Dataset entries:
•••••

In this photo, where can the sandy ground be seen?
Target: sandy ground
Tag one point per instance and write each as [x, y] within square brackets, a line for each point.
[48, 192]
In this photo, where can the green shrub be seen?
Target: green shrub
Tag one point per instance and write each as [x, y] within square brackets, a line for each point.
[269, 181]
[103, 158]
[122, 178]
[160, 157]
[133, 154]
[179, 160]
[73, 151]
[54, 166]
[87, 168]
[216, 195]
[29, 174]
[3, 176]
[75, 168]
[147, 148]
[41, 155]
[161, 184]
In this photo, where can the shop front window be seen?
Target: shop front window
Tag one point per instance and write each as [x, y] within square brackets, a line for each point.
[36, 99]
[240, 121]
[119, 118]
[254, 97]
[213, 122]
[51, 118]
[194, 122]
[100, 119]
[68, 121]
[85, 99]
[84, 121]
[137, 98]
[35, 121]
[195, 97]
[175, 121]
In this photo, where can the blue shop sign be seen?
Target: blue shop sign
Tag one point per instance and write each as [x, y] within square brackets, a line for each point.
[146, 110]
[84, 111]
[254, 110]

•••••

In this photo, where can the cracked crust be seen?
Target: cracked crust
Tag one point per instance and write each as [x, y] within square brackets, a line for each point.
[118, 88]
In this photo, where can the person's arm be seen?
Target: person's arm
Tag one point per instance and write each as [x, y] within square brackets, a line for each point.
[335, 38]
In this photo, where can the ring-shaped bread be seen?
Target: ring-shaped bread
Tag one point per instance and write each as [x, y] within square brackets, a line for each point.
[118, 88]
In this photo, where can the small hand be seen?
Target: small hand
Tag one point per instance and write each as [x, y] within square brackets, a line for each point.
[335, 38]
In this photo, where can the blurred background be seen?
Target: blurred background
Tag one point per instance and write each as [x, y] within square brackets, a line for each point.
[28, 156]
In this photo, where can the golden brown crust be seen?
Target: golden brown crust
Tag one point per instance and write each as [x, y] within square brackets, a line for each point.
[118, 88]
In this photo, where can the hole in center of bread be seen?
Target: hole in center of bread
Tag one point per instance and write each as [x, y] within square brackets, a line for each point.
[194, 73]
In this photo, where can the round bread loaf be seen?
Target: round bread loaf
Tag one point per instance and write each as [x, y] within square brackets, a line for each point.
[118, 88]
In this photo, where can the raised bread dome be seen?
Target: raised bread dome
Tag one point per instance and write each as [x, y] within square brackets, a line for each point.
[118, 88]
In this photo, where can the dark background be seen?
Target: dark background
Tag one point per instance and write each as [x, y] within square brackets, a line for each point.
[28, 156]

•••••

* Exercise prompt
Set down exactly the lines of the data above, beginning with the line that has "In this photo, where can the shop" and ending with the line that has "Target: blue shop sign", and no others.

* Written response
In this photo, where can the shop front window be seen?
Target: shop front window
Tag one point per instance and write each as [x, y] within square brackets, a line for each point.
[36, 99]
[240, 121]
[119, 118]
[254, 97]
[213, 122]
[51, 118]
[194, 122]
[100, 119]
[68, 121]
[85, 99]
[84, 121]
[137, 98]
[35, 121]
[195, 97]
[175, 121]
In this photo, where can the blue shop sign be seen?
Target: blue shop sign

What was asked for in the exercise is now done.